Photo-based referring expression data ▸
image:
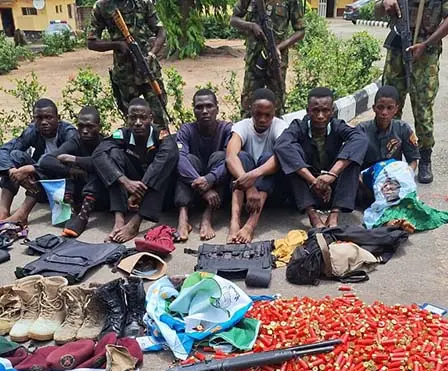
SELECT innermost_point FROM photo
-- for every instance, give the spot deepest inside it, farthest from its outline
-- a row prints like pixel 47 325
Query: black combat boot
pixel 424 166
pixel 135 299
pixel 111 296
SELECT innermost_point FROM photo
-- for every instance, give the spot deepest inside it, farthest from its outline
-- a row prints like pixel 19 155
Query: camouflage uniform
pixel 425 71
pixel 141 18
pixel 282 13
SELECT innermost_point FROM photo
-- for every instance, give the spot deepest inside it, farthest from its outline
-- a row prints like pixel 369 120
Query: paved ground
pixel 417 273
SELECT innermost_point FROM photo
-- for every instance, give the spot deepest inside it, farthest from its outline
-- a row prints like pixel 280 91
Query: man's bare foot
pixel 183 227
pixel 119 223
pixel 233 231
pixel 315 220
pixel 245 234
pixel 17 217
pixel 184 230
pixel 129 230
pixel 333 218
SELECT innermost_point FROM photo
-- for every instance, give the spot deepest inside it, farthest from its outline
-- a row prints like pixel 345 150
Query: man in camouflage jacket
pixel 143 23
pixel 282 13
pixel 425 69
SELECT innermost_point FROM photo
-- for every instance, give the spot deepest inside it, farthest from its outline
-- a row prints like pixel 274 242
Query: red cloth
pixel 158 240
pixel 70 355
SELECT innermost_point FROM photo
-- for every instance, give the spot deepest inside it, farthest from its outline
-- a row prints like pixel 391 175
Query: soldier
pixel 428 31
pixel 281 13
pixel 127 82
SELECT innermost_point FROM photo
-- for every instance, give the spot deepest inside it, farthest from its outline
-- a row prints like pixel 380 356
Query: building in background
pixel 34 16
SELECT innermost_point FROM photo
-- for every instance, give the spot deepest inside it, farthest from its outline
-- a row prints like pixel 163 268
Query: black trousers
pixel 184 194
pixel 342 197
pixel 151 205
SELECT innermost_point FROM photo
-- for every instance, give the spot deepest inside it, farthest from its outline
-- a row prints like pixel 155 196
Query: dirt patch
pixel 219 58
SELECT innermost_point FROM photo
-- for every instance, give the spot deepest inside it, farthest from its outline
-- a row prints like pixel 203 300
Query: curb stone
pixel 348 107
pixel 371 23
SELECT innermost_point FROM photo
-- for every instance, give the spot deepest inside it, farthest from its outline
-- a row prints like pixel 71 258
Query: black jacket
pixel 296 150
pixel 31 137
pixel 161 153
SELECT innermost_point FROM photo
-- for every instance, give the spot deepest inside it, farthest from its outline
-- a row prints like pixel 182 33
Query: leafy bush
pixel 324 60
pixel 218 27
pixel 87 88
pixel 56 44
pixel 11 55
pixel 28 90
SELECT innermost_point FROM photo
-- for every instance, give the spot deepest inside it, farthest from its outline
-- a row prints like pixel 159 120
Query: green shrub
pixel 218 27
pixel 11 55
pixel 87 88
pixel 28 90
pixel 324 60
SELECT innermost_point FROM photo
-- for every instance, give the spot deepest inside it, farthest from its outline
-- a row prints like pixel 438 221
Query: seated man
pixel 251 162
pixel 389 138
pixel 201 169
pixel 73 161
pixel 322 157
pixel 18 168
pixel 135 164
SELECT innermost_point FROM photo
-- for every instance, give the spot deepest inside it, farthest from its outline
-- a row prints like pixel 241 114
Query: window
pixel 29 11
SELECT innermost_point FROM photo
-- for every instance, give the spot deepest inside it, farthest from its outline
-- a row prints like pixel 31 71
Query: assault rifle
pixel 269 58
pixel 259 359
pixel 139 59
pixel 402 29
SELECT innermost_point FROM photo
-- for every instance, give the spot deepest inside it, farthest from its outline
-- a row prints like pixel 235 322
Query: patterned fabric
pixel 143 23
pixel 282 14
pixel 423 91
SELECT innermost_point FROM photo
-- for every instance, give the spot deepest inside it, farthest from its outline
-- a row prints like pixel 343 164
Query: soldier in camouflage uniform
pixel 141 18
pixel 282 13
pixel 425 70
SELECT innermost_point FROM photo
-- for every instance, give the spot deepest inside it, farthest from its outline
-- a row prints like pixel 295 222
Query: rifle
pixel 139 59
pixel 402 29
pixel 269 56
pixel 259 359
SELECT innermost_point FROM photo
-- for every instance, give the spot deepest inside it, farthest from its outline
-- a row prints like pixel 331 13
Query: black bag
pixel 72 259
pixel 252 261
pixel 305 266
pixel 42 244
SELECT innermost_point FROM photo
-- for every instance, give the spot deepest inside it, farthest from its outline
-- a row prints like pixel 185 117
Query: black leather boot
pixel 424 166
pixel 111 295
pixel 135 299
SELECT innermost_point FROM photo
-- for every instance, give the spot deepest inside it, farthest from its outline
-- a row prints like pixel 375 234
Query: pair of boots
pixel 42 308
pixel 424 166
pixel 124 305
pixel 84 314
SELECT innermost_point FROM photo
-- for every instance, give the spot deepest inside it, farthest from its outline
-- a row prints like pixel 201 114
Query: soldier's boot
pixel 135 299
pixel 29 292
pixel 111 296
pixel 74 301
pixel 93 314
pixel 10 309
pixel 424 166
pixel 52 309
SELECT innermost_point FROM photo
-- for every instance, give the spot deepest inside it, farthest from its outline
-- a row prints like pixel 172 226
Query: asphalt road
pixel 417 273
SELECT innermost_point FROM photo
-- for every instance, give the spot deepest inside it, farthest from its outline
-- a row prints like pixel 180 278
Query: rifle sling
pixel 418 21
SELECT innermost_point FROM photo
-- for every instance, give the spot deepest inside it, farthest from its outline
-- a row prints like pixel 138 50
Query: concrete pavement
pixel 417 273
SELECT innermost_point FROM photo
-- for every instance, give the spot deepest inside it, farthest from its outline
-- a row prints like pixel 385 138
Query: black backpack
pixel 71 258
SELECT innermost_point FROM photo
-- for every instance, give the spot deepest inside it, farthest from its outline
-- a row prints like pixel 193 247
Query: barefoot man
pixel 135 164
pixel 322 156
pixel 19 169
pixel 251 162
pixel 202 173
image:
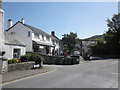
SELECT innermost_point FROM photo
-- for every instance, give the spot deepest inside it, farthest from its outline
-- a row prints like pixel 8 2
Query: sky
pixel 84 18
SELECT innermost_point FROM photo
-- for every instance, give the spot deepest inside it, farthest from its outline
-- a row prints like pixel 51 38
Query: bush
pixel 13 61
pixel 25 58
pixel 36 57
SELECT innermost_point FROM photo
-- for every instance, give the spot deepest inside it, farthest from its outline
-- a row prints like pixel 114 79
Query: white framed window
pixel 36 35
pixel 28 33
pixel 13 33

* * *

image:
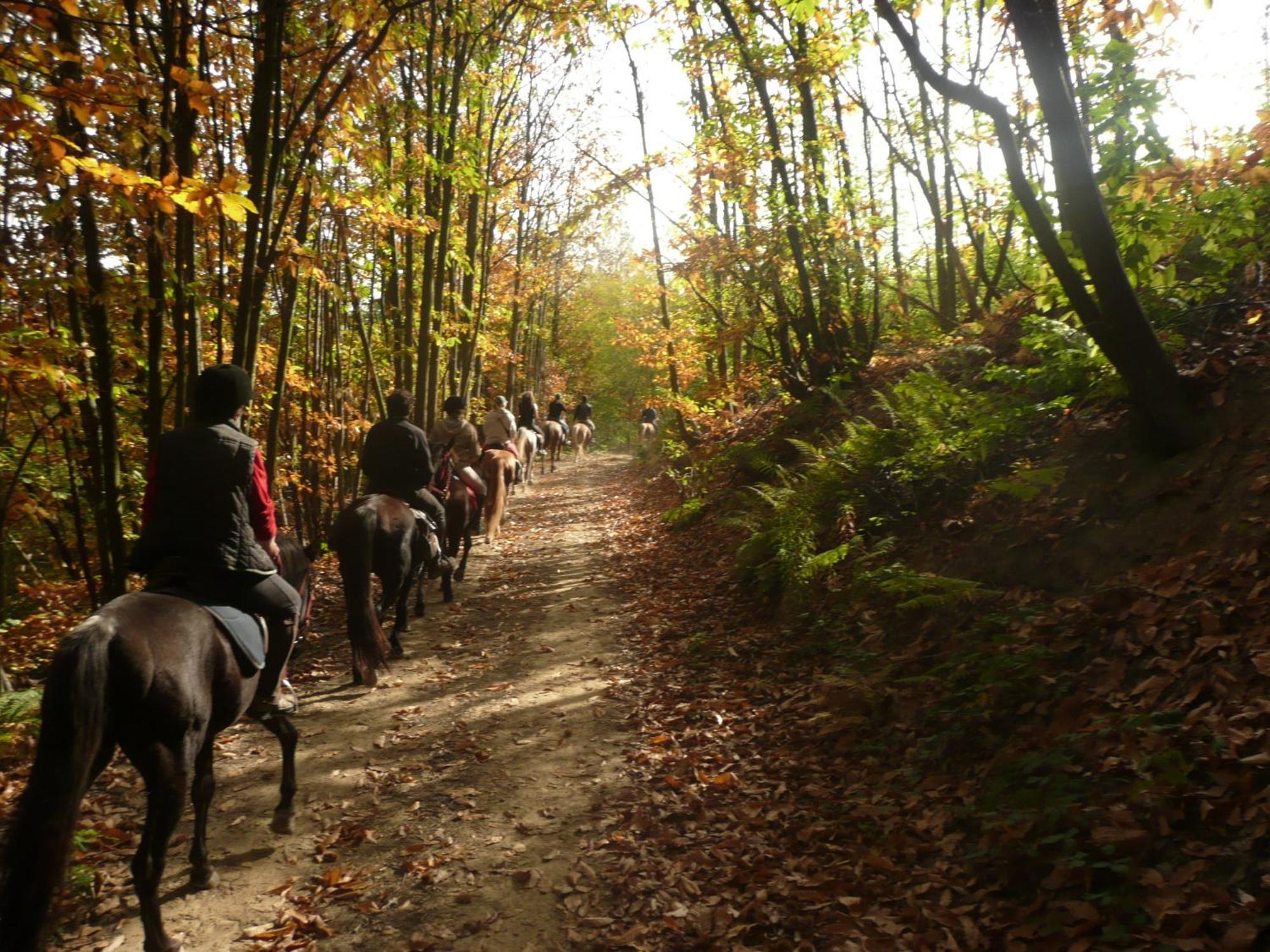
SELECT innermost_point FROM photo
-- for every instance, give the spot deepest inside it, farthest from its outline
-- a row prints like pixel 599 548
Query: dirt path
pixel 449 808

Exercise aim ▸
Keeping every character as it is, restate the lines above that run from the line with "Query: black leather boot" through the line with "-- a row prints like pixel 201 114", both included, and nothing else.

Written response ▸
Query: black leather boot
pixel 424 166
pixel 111 295
pixel 135 299
SELECT innermost_point FROM photo
-- for every instance, give the spot deepest inside it, farthest from its outline
-- a row prints like pixel 375 234
Query: pair of boots
pixel 42 308
pixel 424 166
pixel 124 305
pixel 84 314
SELECT innermost_point FROM photo
-- for every instance, give the spot deepest inside it, farthest from its outline
-- a row prints like pixel 201 114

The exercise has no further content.